*ЗАДАНИЕ:* Перепишете ли вы слово в слово весь приведенный ниже текст о слове-термине и слове-образе в русской философии языка?

*ПРЕДЛОЖЕННЫЙ ТЕКСТ:*
====
Реализм и номинализм в русской философии языка - Владимир Викторович Колесов
Слово-термин стремится перейти к „прямому выражению“, обойти собственно образ и троп, избегнуть переносности. Так как всякое слово, в сущности, троп (обозначение по воображению), то это достигается включением слова в соответствующую систему. Живая речь оправляет его в контекст и ближе этим подводит к „прямому“, но собственно терминирование есть включение его в систему понятий, составляющих контекст своими особыми законами, идеальными отношениями понятий. Когда выдумывают термин, стараются припечатать его существенным признаком. – Это – слово запечатанное; главным образом, орудие сообщения» (там же: 444).
Слово-образ и слово-понятие различаются по функции – в одном случае речемыслительная, творческая, в другом – коммуникативная. Диалектика слова определяется тем, что слово есть форма.
«Слово в своей развернутой форме есть предложение или положение, в свернутой – понятие» (Шпет 1917: 45);
слово вообще «есть principium cognoscendi нашего знания» (там же: 44).
На примере, который Шпет заимствовал у Гумбольдта, можно видеть понимание Шпетом слова как знака.
====
*ИСХОДНЫЕ ДАННЫЕ:*
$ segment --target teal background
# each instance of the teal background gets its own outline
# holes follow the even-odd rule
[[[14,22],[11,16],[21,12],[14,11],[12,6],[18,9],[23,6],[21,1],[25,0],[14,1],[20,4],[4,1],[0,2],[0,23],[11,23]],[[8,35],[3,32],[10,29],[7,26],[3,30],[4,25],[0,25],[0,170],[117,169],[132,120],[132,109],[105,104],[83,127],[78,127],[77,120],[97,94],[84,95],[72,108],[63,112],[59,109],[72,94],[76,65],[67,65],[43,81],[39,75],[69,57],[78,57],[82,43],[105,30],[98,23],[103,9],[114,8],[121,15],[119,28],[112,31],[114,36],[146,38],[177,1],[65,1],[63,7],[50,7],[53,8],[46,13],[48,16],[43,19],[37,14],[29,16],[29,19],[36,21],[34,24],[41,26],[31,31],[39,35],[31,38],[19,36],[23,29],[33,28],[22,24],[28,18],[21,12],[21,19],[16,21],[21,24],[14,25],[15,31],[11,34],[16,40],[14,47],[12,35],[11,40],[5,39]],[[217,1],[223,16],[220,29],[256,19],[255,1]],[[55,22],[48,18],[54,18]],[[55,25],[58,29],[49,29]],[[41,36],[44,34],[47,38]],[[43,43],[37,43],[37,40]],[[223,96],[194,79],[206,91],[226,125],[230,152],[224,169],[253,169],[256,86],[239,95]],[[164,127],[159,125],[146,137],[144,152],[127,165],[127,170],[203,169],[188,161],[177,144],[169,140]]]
====
*ОТВЕТ:*
Реализм и номинализм в русской философии языка - Владимир Викторович Колесов
Слово-термин стремится перейти к „прямому выражению“, обойти собственно образ и троп, избегнуть переносности. Так как всякое слово, в сущности, троп (обозначение по воображению), то это достигается включением слова в соответствующую систему. Живая речь оправляет его в контекст и ближе этим подводит к „прямому“, но собственно терминирование есть включение его в систему понятий, составляющих контекст своими особыми законами, идеальными отношениями понятий. Когда выдумывают термин, стараются припечатать его существенным признаком. – Это – слово запечатанное; главным образом, орудие сообщения» (там же: 444).
Слово-образ и слово-понятие различаются по функции – в одном случае речемыслительная, творческая, в другом – коммуникативная. Диалектика слова определяется тем, что слово есть форма.
«Слово в своей развернутой форме есть предложение или положение, в свернутой – понятие» (Шпет 1917: 45);
слово вообще «есть principium cognoscendi нашего знания» (там же: 44).
На примере, который Шпет заимствовал у Гумбольдта, можно видеть понимание Шпетом слова как знака.